Pointing and labeling entries
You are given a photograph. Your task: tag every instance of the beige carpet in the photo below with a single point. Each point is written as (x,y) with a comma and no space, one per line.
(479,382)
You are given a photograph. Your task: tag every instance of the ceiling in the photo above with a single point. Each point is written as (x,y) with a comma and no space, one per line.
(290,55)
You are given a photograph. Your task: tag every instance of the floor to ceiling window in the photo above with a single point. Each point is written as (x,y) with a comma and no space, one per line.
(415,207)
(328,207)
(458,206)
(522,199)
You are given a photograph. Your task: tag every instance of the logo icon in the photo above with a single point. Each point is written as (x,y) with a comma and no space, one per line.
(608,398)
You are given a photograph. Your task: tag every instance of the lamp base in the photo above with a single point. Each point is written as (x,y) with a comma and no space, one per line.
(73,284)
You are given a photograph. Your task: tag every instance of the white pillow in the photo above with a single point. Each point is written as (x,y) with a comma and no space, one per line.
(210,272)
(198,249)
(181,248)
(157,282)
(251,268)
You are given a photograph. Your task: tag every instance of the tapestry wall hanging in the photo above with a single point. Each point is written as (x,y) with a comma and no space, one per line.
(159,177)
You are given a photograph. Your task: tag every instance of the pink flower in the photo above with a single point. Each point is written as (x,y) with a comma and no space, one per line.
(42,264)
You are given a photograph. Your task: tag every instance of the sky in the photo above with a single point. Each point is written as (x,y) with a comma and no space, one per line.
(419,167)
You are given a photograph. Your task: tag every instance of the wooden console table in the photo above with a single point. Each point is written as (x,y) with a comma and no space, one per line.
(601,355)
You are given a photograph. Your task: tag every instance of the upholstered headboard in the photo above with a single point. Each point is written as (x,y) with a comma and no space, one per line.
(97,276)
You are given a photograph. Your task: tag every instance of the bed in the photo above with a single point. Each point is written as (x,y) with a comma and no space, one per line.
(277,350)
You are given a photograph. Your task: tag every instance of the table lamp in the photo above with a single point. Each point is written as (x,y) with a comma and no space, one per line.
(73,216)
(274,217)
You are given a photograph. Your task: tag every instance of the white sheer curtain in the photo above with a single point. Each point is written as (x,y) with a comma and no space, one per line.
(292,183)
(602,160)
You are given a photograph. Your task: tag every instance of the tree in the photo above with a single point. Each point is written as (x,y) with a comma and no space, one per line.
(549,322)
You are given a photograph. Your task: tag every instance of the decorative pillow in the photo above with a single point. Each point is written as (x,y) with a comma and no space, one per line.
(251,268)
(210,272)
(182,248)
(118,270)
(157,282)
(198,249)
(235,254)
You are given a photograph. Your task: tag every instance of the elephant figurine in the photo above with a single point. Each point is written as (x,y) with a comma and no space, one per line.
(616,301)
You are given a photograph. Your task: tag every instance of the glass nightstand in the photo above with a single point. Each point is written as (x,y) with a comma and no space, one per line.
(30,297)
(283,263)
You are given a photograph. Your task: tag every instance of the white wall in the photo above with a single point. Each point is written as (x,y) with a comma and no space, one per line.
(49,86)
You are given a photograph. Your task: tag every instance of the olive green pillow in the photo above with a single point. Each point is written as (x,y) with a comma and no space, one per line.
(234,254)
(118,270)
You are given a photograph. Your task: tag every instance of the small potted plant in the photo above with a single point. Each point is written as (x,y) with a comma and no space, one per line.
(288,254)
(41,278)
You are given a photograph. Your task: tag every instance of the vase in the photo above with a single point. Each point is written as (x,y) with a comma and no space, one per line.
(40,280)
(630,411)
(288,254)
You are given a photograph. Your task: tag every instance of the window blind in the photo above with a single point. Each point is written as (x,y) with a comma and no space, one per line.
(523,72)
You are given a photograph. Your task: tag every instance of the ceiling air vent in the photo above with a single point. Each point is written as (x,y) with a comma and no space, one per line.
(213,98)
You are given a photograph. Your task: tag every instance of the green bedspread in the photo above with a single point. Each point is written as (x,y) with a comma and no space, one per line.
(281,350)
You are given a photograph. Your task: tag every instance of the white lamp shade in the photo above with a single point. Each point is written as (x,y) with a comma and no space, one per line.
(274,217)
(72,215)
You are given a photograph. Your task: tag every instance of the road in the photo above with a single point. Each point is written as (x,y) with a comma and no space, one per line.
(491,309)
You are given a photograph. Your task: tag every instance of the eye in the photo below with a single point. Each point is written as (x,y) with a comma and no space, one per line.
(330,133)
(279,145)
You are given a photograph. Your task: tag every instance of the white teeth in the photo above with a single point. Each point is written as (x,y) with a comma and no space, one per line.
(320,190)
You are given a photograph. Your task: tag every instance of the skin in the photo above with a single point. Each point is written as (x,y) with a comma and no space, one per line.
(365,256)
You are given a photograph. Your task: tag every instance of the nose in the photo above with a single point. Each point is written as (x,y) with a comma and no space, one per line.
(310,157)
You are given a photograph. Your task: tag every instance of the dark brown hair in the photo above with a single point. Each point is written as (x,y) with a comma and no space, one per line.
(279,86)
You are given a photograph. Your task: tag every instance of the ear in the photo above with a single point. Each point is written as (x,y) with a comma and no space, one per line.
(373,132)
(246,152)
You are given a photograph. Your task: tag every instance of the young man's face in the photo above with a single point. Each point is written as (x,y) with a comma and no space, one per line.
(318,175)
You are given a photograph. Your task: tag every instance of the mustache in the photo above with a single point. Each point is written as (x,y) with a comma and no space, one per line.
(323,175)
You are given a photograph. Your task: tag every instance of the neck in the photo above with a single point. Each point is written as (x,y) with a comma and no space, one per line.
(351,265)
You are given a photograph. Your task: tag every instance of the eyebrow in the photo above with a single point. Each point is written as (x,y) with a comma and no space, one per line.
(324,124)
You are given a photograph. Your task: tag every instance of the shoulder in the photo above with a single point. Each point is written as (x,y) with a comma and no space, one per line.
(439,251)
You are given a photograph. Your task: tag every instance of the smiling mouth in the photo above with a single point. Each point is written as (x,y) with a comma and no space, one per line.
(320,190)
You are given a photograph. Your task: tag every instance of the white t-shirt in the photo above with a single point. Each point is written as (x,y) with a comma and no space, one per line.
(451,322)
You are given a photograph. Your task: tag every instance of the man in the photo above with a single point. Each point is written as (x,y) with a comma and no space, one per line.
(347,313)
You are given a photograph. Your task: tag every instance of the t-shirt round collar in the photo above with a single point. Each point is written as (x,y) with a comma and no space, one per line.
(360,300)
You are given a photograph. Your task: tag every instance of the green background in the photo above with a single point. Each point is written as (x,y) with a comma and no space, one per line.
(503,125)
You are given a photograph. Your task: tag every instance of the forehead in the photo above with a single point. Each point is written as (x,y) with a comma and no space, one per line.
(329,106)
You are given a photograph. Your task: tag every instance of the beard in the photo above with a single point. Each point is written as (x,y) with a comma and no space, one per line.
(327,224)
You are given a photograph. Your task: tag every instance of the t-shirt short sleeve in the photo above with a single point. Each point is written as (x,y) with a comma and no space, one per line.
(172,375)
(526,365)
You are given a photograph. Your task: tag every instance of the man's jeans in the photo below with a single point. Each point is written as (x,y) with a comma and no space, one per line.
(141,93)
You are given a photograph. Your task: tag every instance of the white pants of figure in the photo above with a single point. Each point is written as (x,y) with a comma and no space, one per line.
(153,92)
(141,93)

**Direction:** Print all of the entries exactly as they appear.

**Exercise result:**
You are given a photograph. Your task: tag every instance of the beige carpet in the photo below with a single point. Each point is written as (x,y) with a comma and no space, one per line.
(479,382)
You are given a photograph. Your task: tag every instance of the ceiling in the photo above with a single point. Each point is written as (x,y) with a comma and no space, one per line.
(290,55)
You are given a photograph. Your task: tag every instance of the floor to ceiling window in the photo above with a single point. Each point is written as (x,y) with a comma and no space, one per line.
(415,207)
(328,207)
(458,206)
(522,199)
You are given a photograph. Your task: tag every instance of the logo icon in the photo above with a single point. Each point is written as (x,y) with a comma and no space, one per line.
(608,398)
You are given a photograph. Your task: tag every instance of the lamp base in the photo above with a single point. Each point is written as (x,y) with a comma and no space, one per line.
(73,284)
You are given a photograph. Your task: tag every instance of the white pillow in the photo above with a single point. Each point is written as (x,y) with a comma and no space, one per line.
(210,272)
(198,249)
(181,248)
(157,282)
(251,268)
You are given a photograph. Your task: tag every instance of the tapestry wall hanging in the photo above with a single point. Each point is written as (x,y) with a comma and no space, one per line.
(159,177)
You are given a photograph. Your task: tag every instance of the pink flower in the photo above with a single point. Each point is written as (x,y) with a comma and no space, one per line.
(42,264)
You are given a photograph. Your task: tag every instance of the sky in the photo above with a single point. Each point is written as (x,y) with a comma and no space, one per line.
(419,167)
You are given a photograph. Your task: tag every instance of the wooden console table in the photo above with a single point. Each point is written as (x,y) with a comma and no space, one per line.
(601,355)
You are given a photograph. Your task: tag every instance of the upholstered headboard in the photo above with a single point. Each point is written as (x,y) with a comma and no space, one per line.
(97,276)
You are given a photograph. Your task: tag every instance of the bed in the photo above with a single point. Each point is written as (x,y) with a comma and no space, one per line.
(277,350)
You are given a photograph. Your task: tag every instance of the table lamp in the photo above with a single point. Each point is written as (x,y) with a comma and no space, one per line.
(73,216)
(274,217)
You are given a photograph. Your task: tag every instance of the white sheer curtain in the photo above with a single point. Each point is written as (x,y) with a comma and no space, one per line.
(292,183)
(602,160)
You are given a photograph. Your task: tag every instance of the tree in the photo above with a single point. Each point is written as (x,y) with a comma and no space, one per line.
(549,322)
You are given a photograph. Your task: tag every instance of the decorative pillow in the photo above with a single point. Each point is written as (x,y) with a comma and no space, one per line.
(251,268)
(210,272)
(182,248)
(118,270)
(157,282)
(198,249)
(235,254)
You are given a photograph. Your task: tag every instance of the elephant figurine in the photo above with a single point. Each point is written as (x,y) with a comma and no space, one per line.
(616,301)
You are given a photograph. Your task: tag every instance of the glass nightstand in the photo above with a single point. Each point is written as (x,y) with a comma and no space, one per line.
(30,297)
(283,263)
You are given a photograph. Your task: tag every instance of the white wall in the photo above with a single point. Each point is written as (x,y) with a comma and no space, one per line.
(49,86)
You are given a photograph. Your task: tag every instance of the olive green pillow in the photo above with a single point. Each point is written as (x,y) with a comma and no space, one per line.
(234,254)
(118,270)
You are given a photograph. Your task: tag every instance of the small potted plant in the photo above with a single point. Each point is written as (x,y) with a comma and no space, one per line.
(288,254)
(41,278)
You are given a photograph. Your task: tag every instance of the vase in the photo above with a single point. Each point is written as (x,y) with a comma and no space, one per line.
(40,280)
(630,411)
(288,254)
You are given a photograph. Your task: tag every instance of the window blind in the photo above with a single point. Each point is written as (x,y) with a comma and no space, one per line.
(523,72)
You are given a photograph. Your task: tag every instance of the ceiling air vent in the photo above with a single point. Each point is written as (x,y) with a comma and no space, one per line.
(213,98)
You are given a photograph. Your task: tag every instance of the green bedspread in the photo above with a single point. Each point is written as (x,y) with a comma and no space, one per line.
(281,350)
You are given a photograph. Your task: tag every instance of the white lamp shade in the photo above with a single point. Each point is written as (x,y) with a comma and no space, one per line.
(274,217)
(72,215)
You are given a photograph. Your task: tag every instance of the road in the photo above with a single point. Each point is written as (x,y) with a comma and no space, one per line.
(491,309)
You are given a photograph. Your task: tag every instance of the eye in the photo below with a single point. Each point is written as (x,y) with a comma and no space, one per line.
(330,133)
(279,145)
You are given a photograph. Your task: tag every instance of the white teeth in the photo above with a single point. Each point is written as (x,y) with a comma and no space, one per line.
(320,190)
You are given a photograph. Your task: tag every instance of the skin in the photo above with a single point. Each point is written as (x,y) with a comma and no space, one per line.
(365,256)
You are given a photograph. Your task: tag every instance of the nose in the photo above with a single point. Each point is written as (x,y) with a comma and no space, one per line.
(310,157)
You are given a photograph. Your task: tag every instance of the dark brown hair in the photo above with a single point. Each point is written as (x,y) with a comma and no space, one per line.
(279,86)
You are given a photograph. Your task: tag every instance of the ear in the photo above with a single point. Each point is written as (x,y) with a comma and no space, one per line.
(373,132)
(246,152)
You are given a photograph. Your task: tag every instance of the young man's face in the photo above with a single point. Each point is written as (x,y) with a comma and no space, one per line.
(318,175)
You are given a photograph. Your task: tag every instance of the mustache in the photo above with a single point. Each point is written as (x,y) with a comma and no space, one per line.
(323,175)
You are given a photograph. Your task: tag every instance of the neck in the photo above with a single point. Each point is written as (x,y) with a comma and no space, one per line.
(351,265)
You are given a photograph. Your task: tag every instance of the eyebrow in the photo above with a single point. Each point is written as (x,y) with a comma and no space, one per line.
(324,124)
You are given a photograph. Your task: tag every instance of the shoulder in the photo above with a single point. Each point is written as (x,y) with a comma and no space, one per line.
(439,251)
You are given a photograph. Your task: tag every instance of the smiling mouth in the photo above with a single point. Each point is written as (x,y) with a comma and no space, one per line.
(320,190)
You are given a photograph. Your task: tag every instance of the white t-shirt in the photo above with a single point. Each point is written as (x,y) with a comma and no space, one per line.
(451,322)
You are given a photograph. Your task: tag every instance of the man in the photo above with a single point. Each point is written as (x,y) with a comma and no space, one per line.
(347,313)
You are given a photograph. Your task: tag every instance of the t-shirt round collar in the photo above with a single point. Each point is written as (x,y) with a comma and no space, one per line.
(360,300)
You are given a photograph. Your task: tag every instance of the green background in the photo above with a single point. Each point is written as (x,y) with a comma and no space, one per line.
(503,125)
You are given a photograph. Your task: tag every instance of the forehead in the photo above with a single point. Each point is written as (x,y) with a comma and no space, one per line.
(329,106)
You are given a photograph. Your task: tag every instance of the beard in the photo above with a single point. Each point is written as (x,y) with a comma and no space, one per line.
(327,224)
You are given a photograph. Your task: tag every instance of the t-shirt short sleeve in the photo above with a single point. Each point is written as (x,y) with a comma and no space, one per line.
(172,375)
(526,365)
You are given a photograph. Your task: tag every instance of the man's jeans in the photo below with a single point. Each point is written as (x,y) with a comma and no space, one per line.
(141,93)
You are given a photograph. Your task: tag every instance of the white pants of figure in the photo above with a single point. Each point is written as (x,y) with a comma and no space, one per line.
(153,92)
(141,93)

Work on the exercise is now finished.